It is always risky making property predictions but Savills has got its crystal ball out again to revise previous house price forecasts due to the coronavirus pandemic.
The agent had forecast last year that the prime central London (PCL) market would return to growth during 2020.
But the agent has now acknowledged that the pandemic will push that back by a year, even with the new Stamp Duty holiday.
Savills said PCL prices fell by 1.1% in the second quarter of 2020 and is now predicting a decline of 2% for this year as buyers are hampered by travel restrictions and may have had their wealth hit by the pandemic.
The recovery, it claims, will instead be next year with a prediction of 4% annual growth followed by a peak of 7% in 2022 when Brexit negotiations are expected to be settled.
It is predicting 15.7% growth over the next five years.
Savills was also less excited about the Stamp Duty holiday for the PCL market but suggested there would also be a rush to beat the new overseas buyer’s rate that is due to be introduced in April 2021.
Lucian Cook, head of residential research for Savills, said: “The modest price adjustment for 2020 reflects not only where pricing already sits relative to peak, but also the relative absence of people actually looking to divest themselves of trophy London assets.
“These factors are likely to continue to insulate this part of the market against further price falls over the rest of the year.
“Also, while the Stamp Duty holiday announced this week by the Chancellor is unlikely to have a material impact on decisions in this part of the market where values average around £4.5m, when viewed in combination with the pre-announced overseas buyer’s surcharge due to be introduced in April 2021, it may act as a fillip to market activity in the run up to the end of March.”
Others are less sure of how easy it is to predict the property market.
Marc von Grundherr, director of London agent Benham & Reeves, told EYE: “It’s somewhat difficult to predict actual house price rises or falls in percentage terms specifically – especially four years hence.
“It’s a bit like today predicting the temperature for August 21.
“We know it’s probably going to be warm but to say it will be 24.5 degrees centigrade with a light wind from the east and, later in the day, a light covering of cloud leading to a small chance of showers in the northern part of the country’ is folly really.
“The upshot is that prices will be underpinned by market fundamentals – employment, interest rates, availability of mortgage funds, sentiment and, in London especially, foreign buyer appetite.
“All things considered I see these all being broadly positive for the foreseeable.
“In other words, a ’summer’ of housing market optimism in the medium to long term.”

Data drawn from a collection
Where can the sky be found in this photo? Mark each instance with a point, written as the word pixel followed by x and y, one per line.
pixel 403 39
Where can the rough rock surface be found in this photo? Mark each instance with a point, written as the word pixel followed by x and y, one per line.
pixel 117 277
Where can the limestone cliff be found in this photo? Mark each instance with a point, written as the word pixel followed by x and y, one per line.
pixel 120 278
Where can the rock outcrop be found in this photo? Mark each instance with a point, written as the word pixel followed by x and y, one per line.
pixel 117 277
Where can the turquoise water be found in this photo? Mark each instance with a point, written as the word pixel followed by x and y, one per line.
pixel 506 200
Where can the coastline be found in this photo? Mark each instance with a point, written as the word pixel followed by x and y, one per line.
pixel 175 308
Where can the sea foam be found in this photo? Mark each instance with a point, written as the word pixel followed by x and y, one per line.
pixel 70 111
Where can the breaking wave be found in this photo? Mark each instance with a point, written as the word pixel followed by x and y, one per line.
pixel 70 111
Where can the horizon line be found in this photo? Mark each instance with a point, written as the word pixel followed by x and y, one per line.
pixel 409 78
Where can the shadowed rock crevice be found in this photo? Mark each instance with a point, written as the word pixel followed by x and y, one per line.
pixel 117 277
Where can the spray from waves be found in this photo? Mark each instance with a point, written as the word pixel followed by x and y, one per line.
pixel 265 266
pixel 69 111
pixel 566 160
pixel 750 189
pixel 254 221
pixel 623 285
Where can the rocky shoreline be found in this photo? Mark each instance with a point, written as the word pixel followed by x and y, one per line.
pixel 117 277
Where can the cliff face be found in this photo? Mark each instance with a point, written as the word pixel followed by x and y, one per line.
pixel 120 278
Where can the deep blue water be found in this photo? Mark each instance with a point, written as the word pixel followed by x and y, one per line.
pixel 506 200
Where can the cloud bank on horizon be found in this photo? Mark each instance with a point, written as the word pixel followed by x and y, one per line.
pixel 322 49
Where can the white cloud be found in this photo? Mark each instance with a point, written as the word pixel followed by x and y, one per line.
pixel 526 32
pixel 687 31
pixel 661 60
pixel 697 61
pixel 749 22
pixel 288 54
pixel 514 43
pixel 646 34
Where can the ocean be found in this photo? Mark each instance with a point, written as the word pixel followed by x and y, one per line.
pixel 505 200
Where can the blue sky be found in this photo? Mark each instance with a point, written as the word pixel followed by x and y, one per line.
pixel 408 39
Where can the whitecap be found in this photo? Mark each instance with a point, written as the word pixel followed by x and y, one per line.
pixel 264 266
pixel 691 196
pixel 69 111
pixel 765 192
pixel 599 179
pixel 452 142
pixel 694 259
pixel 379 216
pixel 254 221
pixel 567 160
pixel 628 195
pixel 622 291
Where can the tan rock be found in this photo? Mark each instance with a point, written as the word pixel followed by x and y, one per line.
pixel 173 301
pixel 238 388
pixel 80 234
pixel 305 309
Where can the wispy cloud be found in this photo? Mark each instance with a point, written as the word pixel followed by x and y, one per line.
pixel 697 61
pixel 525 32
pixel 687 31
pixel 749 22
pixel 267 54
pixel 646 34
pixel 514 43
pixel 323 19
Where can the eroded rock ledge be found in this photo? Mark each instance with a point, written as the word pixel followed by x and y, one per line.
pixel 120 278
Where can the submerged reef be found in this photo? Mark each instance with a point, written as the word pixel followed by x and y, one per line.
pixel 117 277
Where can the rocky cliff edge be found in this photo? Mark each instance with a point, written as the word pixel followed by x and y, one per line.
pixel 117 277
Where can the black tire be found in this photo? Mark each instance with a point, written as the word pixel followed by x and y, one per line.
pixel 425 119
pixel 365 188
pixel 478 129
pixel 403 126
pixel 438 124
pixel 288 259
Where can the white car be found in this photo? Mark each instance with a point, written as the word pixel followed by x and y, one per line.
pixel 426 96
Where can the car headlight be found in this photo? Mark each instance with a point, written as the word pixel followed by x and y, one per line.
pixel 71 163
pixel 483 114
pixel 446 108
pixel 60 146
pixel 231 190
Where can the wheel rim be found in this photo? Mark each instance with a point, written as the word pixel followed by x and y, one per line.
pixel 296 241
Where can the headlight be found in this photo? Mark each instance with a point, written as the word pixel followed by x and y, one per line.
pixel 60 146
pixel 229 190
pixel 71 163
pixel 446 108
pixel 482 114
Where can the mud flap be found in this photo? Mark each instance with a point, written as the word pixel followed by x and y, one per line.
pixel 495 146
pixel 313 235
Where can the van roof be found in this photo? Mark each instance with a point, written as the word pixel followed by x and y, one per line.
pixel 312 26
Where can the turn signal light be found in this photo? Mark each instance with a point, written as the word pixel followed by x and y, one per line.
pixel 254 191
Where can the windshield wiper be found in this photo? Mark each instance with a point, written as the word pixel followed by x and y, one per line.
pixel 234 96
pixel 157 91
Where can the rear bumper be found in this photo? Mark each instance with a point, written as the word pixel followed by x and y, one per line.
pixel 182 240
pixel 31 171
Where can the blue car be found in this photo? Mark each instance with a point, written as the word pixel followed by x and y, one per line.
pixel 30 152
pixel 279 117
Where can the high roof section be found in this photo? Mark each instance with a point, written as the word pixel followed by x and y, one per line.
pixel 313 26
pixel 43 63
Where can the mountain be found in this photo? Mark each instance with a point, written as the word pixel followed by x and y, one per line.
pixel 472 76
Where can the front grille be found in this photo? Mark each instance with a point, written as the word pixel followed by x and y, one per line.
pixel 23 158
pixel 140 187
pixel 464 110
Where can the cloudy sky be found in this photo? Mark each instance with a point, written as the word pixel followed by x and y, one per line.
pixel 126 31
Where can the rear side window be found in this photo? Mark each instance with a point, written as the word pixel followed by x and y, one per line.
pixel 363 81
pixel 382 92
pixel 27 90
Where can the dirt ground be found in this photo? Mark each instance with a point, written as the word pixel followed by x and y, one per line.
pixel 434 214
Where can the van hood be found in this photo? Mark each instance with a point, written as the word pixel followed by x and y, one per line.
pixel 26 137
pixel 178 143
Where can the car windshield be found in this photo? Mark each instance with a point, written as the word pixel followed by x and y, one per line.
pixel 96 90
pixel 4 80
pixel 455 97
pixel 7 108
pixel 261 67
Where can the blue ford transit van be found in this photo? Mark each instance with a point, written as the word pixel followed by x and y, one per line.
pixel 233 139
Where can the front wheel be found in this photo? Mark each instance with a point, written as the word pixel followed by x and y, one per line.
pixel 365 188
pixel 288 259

---

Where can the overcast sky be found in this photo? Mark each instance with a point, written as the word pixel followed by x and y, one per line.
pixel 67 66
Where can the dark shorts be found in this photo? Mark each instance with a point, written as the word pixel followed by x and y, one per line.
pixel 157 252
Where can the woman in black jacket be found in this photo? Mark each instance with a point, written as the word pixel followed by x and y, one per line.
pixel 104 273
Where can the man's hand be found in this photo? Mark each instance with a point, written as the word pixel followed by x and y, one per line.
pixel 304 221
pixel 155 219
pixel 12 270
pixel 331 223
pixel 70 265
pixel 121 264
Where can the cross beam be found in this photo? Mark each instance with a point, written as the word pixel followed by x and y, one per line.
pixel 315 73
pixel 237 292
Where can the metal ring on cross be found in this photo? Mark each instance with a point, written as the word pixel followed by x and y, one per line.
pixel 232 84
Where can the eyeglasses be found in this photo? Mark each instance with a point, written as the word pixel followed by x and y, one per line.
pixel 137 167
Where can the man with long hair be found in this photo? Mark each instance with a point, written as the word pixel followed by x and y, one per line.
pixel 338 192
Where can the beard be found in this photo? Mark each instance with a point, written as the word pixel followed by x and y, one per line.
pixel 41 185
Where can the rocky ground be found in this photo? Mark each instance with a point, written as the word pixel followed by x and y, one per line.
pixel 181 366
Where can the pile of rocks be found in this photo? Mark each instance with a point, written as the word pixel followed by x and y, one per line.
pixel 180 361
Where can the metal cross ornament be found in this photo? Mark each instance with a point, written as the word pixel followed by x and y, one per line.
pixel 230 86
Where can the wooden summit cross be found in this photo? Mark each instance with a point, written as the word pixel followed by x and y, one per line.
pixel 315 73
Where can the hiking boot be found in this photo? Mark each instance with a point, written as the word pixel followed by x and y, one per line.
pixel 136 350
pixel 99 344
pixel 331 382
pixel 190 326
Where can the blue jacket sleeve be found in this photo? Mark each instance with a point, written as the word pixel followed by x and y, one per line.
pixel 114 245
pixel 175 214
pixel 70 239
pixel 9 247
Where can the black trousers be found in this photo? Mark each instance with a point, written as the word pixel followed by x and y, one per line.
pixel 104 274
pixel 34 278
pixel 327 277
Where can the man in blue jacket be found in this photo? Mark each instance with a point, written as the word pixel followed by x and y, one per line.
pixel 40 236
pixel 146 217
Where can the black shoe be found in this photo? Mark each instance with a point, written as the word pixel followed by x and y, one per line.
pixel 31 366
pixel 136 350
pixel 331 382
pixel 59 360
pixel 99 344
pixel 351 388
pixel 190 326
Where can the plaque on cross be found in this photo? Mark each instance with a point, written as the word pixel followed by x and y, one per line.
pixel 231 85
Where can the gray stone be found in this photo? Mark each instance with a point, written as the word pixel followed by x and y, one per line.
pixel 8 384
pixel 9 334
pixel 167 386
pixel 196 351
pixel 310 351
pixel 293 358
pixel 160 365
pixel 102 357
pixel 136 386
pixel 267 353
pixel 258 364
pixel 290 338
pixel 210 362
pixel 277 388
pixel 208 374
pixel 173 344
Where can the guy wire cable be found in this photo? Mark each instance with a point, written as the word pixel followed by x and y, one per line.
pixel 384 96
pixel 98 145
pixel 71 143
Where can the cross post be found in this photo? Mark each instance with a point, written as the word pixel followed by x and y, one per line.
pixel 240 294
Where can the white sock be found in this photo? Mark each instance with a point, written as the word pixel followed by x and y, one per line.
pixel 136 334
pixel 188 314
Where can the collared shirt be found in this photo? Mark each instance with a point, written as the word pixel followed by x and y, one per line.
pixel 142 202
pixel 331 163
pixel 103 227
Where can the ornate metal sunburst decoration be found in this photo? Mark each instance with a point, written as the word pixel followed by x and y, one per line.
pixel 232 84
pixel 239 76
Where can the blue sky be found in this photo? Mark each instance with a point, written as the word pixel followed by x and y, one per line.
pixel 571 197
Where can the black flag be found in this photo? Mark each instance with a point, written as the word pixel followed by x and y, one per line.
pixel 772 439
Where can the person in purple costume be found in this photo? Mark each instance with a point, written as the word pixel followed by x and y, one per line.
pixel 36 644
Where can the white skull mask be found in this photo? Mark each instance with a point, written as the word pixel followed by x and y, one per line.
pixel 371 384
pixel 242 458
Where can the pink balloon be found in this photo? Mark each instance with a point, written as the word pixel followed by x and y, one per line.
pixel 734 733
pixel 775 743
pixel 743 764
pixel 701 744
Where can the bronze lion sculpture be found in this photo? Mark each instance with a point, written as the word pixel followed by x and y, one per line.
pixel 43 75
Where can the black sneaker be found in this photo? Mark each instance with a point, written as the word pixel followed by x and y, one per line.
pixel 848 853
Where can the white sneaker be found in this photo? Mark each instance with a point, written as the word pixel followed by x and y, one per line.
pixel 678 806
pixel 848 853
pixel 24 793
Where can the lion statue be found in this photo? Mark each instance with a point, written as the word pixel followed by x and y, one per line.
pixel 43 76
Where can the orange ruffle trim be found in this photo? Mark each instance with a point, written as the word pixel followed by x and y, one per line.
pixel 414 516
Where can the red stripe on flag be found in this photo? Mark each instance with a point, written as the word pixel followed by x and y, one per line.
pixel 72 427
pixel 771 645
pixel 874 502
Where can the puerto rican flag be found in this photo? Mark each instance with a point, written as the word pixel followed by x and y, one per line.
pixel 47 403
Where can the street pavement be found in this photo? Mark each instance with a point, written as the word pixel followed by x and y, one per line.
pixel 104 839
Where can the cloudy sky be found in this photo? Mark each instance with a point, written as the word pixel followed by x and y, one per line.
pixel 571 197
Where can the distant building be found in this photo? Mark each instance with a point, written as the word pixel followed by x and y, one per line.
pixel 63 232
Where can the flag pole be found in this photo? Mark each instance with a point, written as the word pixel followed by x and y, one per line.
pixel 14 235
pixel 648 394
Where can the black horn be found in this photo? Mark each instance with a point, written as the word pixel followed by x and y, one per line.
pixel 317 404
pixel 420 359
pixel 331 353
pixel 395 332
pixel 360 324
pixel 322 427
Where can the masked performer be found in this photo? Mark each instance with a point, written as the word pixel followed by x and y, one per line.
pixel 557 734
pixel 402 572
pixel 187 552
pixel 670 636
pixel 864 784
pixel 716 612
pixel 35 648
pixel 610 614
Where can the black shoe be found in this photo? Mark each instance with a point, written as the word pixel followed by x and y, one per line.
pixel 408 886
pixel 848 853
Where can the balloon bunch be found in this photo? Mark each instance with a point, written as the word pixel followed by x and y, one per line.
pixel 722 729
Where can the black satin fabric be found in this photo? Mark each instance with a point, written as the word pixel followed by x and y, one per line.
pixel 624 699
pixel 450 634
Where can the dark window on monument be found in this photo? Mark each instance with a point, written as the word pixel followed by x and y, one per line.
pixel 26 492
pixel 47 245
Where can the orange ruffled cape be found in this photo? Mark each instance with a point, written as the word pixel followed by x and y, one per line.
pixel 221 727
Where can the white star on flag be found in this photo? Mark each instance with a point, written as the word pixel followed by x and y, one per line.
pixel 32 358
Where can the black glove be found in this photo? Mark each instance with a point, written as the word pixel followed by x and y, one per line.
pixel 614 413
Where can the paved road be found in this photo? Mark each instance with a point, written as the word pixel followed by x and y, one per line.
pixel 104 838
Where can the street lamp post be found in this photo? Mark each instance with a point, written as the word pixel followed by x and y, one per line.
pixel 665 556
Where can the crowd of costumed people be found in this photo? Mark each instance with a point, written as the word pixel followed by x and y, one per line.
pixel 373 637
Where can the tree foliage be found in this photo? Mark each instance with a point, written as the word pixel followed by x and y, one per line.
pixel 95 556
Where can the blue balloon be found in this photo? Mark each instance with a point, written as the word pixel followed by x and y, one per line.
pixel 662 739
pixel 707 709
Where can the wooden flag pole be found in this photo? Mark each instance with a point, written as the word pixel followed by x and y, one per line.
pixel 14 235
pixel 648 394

...

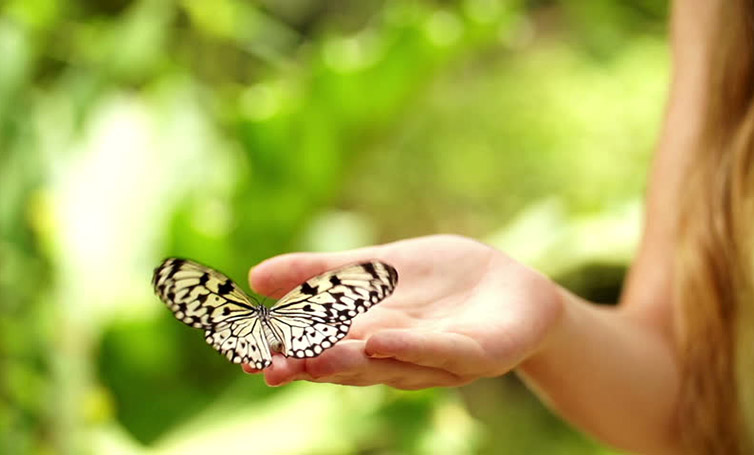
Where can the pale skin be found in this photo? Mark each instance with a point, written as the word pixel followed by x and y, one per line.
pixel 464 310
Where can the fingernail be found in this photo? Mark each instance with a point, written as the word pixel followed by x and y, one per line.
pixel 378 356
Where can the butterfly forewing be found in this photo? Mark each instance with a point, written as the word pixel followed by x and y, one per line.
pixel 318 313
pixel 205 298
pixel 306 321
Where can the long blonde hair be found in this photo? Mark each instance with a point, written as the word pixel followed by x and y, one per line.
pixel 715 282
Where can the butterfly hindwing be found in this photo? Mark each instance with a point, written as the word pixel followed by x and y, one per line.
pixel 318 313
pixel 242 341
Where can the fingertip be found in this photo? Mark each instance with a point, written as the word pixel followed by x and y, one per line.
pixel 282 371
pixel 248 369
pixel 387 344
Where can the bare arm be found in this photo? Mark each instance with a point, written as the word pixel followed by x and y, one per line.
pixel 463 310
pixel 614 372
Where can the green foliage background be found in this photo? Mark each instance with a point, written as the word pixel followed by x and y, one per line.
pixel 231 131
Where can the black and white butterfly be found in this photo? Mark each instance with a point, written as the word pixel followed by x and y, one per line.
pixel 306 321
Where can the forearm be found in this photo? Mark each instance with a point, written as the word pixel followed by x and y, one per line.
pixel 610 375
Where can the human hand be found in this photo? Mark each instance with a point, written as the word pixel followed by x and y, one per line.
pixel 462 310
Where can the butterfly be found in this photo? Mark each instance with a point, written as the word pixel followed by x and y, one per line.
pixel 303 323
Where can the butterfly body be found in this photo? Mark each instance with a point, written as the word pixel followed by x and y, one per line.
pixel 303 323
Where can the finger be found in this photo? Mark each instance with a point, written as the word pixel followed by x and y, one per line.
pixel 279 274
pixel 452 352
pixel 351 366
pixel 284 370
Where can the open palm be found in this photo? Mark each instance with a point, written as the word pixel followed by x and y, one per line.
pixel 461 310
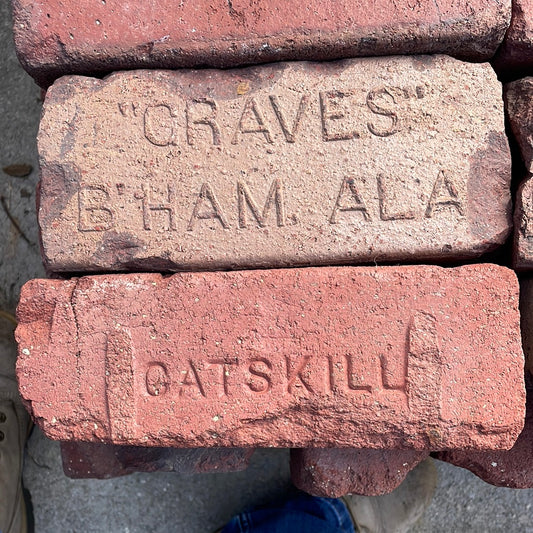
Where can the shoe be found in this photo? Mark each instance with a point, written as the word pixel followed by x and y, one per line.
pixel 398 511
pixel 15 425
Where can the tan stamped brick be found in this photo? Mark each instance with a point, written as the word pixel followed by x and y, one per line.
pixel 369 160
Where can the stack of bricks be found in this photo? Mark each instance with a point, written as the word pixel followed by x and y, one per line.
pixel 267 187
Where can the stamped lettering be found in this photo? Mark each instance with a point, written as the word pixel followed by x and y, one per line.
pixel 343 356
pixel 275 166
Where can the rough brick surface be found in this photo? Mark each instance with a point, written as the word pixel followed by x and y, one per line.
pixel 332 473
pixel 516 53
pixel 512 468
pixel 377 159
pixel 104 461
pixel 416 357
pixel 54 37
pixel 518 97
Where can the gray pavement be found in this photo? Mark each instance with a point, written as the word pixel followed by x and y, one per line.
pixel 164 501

◆ Questions
1. Print the part of the London house price forecast article that runs from "The recovery, it" to "in April 2021.".
2. Based on the London house price forecast article, decide whether each statement below agrees with it. Answer yes or no for each, and quote the deciding words.
(a) Savills predicts PCL prices will decline by 2% this year.
(b) PCL prices fell by 1.1% in the first quarter of 2020.
(c) According to Lucian Cook, the Stamp Duty holiday is likely to have a material impact on decisions in the PCL market.

◆ Written responses
1.
The recovery, it claims, will instead be next year with a prediction of 4% annual growth followed by a peak of 7% in 2022 when Brexit negotiations are expected to be settled.
It is predicting 15.7% growth over the next five years.
Savills was also less excited about the Stamp Duty holiday for the PCL market but suggested there would also be a rush to beat the new overseas buyer’s rate that is due to be introduced in April 2021.

2.
(a) Yes: "is now predicting a decline of 2% for this year"
(b) No: "PCL prices fell by 1.1% in the second quarter of 2020"
(c) No: "is unlikely to have a material impact on decisions in this part of the market"